Stored data entries:
#####

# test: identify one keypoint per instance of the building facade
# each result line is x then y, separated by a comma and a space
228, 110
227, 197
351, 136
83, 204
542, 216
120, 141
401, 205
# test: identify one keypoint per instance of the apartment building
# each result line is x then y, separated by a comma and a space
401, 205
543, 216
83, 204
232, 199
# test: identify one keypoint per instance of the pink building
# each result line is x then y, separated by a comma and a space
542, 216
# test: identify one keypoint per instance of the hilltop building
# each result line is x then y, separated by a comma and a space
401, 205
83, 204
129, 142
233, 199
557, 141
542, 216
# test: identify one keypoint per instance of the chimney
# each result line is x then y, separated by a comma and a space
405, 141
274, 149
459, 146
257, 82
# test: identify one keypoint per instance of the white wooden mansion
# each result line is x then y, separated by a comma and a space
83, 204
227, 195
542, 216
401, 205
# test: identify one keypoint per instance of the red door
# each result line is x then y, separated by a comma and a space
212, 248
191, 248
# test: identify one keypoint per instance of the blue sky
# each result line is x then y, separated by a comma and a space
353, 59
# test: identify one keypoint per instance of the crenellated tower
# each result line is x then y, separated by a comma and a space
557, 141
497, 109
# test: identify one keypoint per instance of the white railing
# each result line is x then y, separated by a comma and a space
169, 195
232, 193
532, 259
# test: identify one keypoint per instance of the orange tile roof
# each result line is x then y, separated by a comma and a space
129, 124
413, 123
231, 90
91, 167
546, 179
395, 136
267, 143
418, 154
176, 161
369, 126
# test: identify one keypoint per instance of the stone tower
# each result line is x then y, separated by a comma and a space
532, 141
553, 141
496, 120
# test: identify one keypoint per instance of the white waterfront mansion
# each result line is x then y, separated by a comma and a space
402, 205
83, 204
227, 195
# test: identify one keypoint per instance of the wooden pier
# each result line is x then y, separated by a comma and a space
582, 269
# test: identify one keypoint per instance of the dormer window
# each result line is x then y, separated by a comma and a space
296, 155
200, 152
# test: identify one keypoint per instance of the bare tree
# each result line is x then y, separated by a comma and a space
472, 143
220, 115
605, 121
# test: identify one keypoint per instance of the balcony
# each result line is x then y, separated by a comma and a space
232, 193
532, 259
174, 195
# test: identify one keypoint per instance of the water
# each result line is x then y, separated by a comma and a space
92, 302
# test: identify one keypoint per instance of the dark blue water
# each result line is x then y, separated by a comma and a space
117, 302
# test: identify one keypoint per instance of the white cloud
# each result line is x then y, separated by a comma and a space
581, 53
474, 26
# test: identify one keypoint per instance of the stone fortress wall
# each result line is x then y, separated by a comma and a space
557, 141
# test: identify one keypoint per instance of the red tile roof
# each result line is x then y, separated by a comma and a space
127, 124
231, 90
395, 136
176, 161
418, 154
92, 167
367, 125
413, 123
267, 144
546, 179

#####

## YOUR INSTRUCTIONS
All lines in the data above from the one with "# test: identify one keypoint per instance of the balcony" through the one with "# test: identify one keypoint per instance of the dark" must be repeated exactly, and no others.

## WRITTEN SOLUTION
# test: identify one keypoint per instance of the balcony
# each result line is x then y, separated by a comma and a space
232, 193
532, 259
174, 195
# test: identify one keypoint per instance of the water
# each result line is x then y, separated by a comma and a space
92, 302
# test: identify one keypoint per instance of the dark blue water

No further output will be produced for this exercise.